The summary of Poco X2 is basically some good choices here and some questionable choices there. It even has some big ticket features that are too hard to discern for a regular user. Say you bought the Samsung Galaxy Note in 2011 then that stylus stood out as a differentiator. In 2020, a high refresh rate display is being pitched as that differentiator. However, you are hard pressed to notice that difference. As I said before, the Poco X2 is a great smartphone. However the real question is should you buy into that 120Hz display? Or should you sit out this smartphone cycle hoping MWC 2020 will bring better devices at even cheaper price. We answer all of that in this review. Read on.
The display can be described as the claim to fame for the Poco X2. It sports a LCD display that measures 6.67-inches diagonally and outputs resolution of 2400×1080 pixels. The display size or panel or resolution is not the real deal. The topic of interest here is the support for 120Hz refresh rate. This is only the second smartphone, after Asus ROG Phone 2, to feature such a high refresh rate. The first phone to launch with a 120Hz display was the Razer Phone back in 2018. So, this is by no means an industry achievement, but Poco does that at a great price point. Do you need a display with 120Hz refresh rate? No. During my time with the Poco X2, I almost immediately started missing the OLED display.

Given instruction: Reproduce the Poco X2 review verbatim, in full. The data that comes next has no connection to the Poco X2 review.

Material provided:
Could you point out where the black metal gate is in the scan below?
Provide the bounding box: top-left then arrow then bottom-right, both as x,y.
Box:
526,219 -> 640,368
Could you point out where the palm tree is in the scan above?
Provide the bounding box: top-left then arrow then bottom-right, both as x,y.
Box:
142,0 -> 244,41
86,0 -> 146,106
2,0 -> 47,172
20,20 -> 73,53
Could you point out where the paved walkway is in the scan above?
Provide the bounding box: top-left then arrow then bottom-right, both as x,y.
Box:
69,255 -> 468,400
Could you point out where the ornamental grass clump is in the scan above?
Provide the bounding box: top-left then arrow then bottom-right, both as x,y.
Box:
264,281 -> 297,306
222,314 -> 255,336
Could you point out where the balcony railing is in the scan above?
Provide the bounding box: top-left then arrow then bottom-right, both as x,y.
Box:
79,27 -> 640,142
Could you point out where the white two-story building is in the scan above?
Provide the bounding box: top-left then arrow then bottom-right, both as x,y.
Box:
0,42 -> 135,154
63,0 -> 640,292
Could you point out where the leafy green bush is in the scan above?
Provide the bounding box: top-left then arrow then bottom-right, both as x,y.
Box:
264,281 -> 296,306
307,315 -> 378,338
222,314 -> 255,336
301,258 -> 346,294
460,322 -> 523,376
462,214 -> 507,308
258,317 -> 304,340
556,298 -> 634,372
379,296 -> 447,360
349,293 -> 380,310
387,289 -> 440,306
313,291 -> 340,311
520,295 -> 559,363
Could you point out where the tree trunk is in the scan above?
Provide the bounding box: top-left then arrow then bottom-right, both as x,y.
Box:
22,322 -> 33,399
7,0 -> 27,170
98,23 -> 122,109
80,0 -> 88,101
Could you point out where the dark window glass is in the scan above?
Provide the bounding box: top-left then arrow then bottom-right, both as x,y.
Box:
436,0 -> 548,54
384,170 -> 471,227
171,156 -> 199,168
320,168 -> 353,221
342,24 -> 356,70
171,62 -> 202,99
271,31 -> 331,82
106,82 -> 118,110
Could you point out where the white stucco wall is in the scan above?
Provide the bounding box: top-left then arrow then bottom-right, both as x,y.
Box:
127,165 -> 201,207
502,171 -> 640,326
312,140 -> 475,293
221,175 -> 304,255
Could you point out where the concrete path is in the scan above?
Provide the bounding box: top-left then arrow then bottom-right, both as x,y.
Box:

Reply to the task:
The summary of Poco X2 is basically some good choices here and some questionable choices there. It even has some big ticket features that are too hard to discern for a regular user. Say you bought the Samsung Galaxy Note in 2011 then that stylus stood out as a differentiator. In 2020, a high refresh rate display is being pitched as that differentiator. However, you are hard pressed to notice that difference. As I said before, the Poco X2 is a great smartphone. However the real question is should you buy into that 120Hz display? Or should you sit out this smartphone cycle hoping MWC 2020 will bring better devices at even cheaper price. We answer all of that in this review. Read on.
The display can be described as the claim to fame for the Poco X2. It sports a LCD display that measures 6.67-inches diagonally and outputs resolution of 2400×1080 pixels. The display size or panel or resolution is not the real deal. The topic of interest here is the support for 120Hz refresh rate. This is only the second smartphone, after Asus ROG Phone 2, to feature such a high refresh rate. The first phone to launch with a 120Hz display was the Razer Phone back in 2018. So, this is by no means an industry achievement, but Poco does that at a great price point. Do you need a display with 120Hz refresh rate? No. During my time with the Poco X2, I almost immediately started missing the OLED display.